> **What is required**
The full set of entries must be copied exactly.

> **Data for processing**

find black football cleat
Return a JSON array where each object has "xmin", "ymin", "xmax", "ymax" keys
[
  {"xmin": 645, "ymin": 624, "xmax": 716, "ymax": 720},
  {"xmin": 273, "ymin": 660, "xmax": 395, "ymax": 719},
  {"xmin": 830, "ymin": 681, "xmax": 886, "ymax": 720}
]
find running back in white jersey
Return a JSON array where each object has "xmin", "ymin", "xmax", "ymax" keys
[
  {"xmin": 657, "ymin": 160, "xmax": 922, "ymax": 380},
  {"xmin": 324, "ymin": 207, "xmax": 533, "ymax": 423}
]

> **Your response**
find black football cleat
Return a JSON array where each object has "xmin", "ymin", "xmax", "ymax" keys
[
  {"xmin": 645, "ymin": 624, "xmax": 716, "ymax": 720},
  {"xmin": 273, "ymin": 660, "xmax": 395, "ymax": 719},
  {"xmin": 830, "ymin": 681, "xmax": 886, "ymax": 720}
]
find running back in white jersey
Return a JSON array where each object has "xmin", "ymin", "xmax", "ymax" keys
[
  {"xmin": 657, "ymin": 160, "xmax": 922, "ymax": 380},
  {"xmin": 324, "ymin": 207, "xmax": 533, "ymax": 423}
]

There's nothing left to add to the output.